_GIVEN PROBLEM 1_: Please reproduce word for word the part of the forum thread on the kernel exploit starting with "tzury@precision:/tmp$ uname -a" and going on through "Resolving kernel addresses...".

_DOCUMENT PASSAGE_:
* BEGIN *

Not that it would take a competent hacker more than a few minutes to figure
out how to disable the blocks but at least this rules out a chunk of the
'l33t' crowd from having their way, which just might buy someone enough time
to get it patched.

------
bigfoot
Any countermeasures, besides not using a kernel supporting the Econet
protocol? I.e., does there exist a fix for the first CVE addressed in the
exploit's comment?

------
burningion
Worked on Ubuntu 10.10 Meerkat. Gotta love it. Instant root.

------
tzury
Failed on mine

    
    
        tzury@precision:/tmp$ uname -a
        Linux precision 2.6.32-26-generic #48-Ubuntu SMP Wed Nov 24 10:14:11 UTC 2010 x86_64 GNU/Linux
        tzury@precision:/tmp$ gcc nelson.c 
        tzury@precision:/tmp$ ./a.out 
         [*] Resolving kernel addresses...

* END *

_RECORDS SUPPLIED_:
* BEGIN *

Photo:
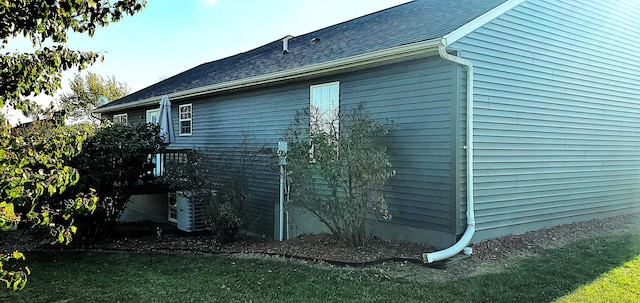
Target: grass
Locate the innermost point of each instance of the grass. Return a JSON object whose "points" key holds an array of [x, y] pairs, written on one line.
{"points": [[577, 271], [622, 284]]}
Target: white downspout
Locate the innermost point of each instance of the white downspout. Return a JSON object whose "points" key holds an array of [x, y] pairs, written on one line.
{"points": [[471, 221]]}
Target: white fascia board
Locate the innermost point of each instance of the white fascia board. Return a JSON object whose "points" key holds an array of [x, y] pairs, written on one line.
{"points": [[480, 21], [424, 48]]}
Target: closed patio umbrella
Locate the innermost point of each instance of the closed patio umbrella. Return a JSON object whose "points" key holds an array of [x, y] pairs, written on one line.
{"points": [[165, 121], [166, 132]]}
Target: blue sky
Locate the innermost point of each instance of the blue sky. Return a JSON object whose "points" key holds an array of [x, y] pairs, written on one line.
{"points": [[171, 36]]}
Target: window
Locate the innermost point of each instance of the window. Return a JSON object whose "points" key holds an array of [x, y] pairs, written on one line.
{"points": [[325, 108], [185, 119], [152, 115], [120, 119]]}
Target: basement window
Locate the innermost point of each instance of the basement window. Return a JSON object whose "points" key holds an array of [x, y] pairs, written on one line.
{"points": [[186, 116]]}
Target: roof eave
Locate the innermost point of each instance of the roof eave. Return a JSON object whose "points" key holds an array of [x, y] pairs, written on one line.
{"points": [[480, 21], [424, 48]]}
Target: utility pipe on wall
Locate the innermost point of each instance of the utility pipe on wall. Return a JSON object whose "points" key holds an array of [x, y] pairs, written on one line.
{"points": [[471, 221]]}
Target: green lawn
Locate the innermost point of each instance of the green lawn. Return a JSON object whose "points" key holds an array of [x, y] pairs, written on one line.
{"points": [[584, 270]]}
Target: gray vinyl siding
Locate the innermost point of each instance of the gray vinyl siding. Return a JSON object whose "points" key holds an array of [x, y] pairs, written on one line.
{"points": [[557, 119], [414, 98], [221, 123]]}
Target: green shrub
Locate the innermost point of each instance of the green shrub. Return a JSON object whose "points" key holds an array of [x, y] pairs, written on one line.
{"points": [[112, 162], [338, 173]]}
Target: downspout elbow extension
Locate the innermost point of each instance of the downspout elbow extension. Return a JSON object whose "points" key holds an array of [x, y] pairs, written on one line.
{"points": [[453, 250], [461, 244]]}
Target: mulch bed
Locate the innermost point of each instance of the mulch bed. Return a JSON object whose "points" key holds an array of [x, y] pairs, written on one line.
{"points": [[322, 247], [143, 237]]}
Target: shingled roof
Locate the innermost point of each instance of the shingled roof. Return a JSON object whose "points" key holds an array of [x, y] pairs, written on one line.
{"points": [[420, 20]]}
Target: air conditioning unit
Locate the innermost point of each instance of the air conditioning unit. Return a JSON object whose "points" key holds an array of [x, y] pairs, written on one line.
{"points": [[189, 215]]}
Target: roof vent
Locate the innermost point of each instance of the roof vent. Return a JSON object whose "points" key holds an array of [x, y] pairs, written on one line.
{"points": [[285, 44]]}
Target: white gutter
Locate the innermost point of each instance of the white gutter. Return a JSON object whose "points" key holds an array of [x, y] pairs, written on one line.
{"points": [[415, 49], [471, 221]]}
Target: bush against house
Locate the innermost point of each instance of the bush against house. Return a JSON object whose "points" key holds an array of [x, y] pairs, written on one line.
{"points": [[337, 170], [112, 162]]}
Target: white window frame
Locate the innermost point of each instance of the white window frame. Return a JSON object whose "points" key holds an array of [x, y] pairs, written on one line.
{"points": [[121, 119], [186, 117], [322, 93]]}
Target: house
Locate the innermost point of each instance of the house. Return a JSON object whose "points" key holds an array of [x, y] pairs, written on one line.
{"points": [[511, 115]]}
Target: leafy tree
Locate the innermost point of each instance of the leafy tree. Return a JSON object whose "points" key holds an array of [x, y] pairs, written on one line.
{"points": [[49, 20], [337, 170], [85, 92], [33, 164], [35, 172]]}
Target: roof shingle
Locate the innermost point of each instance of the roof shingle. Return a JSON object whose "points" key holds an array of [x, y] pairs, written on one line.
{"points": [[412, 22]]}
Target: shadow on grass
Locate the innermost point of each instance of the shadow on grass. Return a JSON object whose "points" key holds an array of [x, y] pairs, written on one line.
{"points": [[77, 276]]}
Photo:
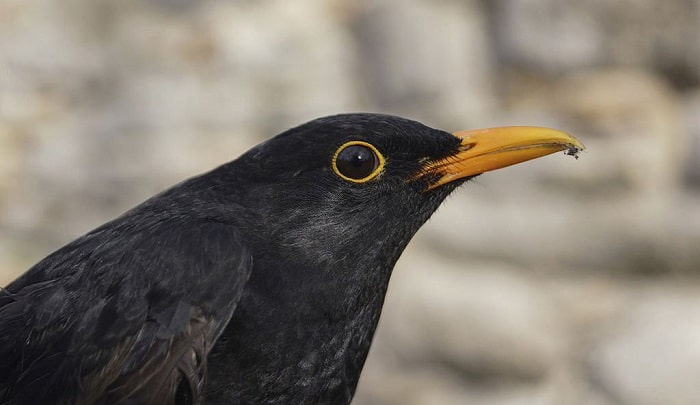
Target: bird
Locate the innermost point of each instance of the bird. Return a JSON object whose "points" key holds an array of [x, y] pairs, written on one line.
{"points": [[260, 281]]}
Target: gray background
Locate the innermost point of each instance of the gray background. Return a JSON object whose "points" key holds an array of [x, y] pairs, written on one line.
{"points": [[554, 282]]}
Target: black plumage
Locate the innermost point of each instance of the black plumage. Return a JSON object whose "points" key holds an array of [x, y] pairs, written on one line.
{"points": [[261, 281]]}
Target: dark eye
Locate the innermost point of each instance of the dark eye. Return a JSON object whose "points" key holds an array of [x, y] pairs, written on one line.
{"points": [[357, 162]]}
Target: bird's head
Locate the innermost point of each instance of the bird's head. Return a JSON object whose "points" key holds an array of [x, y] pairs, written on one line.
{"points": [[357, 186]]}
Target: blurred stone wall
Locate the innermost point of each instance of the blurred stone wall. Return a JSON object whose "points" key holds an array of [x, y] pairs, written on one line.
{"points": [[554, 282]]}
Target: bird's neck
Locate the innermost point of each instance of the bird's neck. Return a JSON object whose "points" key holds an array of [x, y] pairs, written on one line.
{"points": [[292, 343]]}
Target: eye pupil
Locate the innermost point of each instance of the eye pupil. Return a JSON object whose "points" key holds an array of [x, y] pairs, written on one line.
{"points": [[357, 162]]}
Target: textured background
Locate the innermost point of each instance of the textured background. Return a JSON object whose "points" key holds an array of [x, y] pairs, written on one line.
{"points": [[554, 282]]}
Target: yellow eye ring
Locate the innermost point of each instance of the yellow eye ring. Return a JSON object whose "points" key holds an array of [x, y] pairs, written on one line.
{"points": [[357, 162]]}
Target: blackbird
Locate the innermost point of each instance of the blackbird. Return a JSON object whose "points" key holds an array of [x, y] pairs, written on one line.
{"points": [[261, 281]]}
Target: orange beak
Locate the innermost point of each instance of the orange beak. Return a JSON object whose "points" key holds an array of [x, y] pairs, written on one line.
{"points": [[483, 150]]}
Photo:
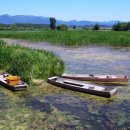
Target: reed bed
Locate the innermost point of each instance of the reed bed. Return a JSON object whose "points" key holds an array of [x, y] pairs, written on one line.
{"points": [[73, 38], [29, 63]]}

* END *

_GIVEN PROBLEM 2_: Convert the lines of the listing, starting with the line with "Target: yellow eye ring" and going on through the last line of the listing, into a JSON list of strings, one string per line, skipping blank lines and leaving out the pictures.

_FULL ANSWER 1_:
tzury@precision:/tmp$ uname -a
        Linux precision 2.6.32-26-generic #48-Ubuntu SMP Wed Nov 24 10:14:11 UTC 2010 x86_64 GNU/Linux
        tzury@precision:/tmp$ gcc nelson.c 
        tzury@precision:/tmp$ ./a.out 
         [*] Resolving kernel addresses...

_FULL ANSWER 2_:
[
  "Target: yellow eye ring",
  "Locate the innermost point of each instance of the yellow eye ring. Return a JSON object whose \"points\" key holds an array of [x, y] pairs, written on one line.",
  "{\"points\": [[357, 162]]}",
  "Target: blackbird",
  "Locate the innermost point of each instance of the blackbird. Return a JSON object whose \"points\" key holds an array of [x, y] pairs, written on one line.",
  "{\"points\": [[261, 281]]}",
  "Target: orange beak",
  "Locate the innermost point of each instance of the orange beak. Return a JSON object whose \"points\" key holds an array of [x, y] pairs, written on one line.",
  "{\"points\": [[483, 150]]}",
  "Photo:",
  "Target: reed bed",
  "Locate the innermost point of each instance of the reed bed. Return a JSON object whose \"points\" key holds an array of [x, y] pairs, written on one line.",
  "{\"points\": [[73, 38], [29, 63]]}"
]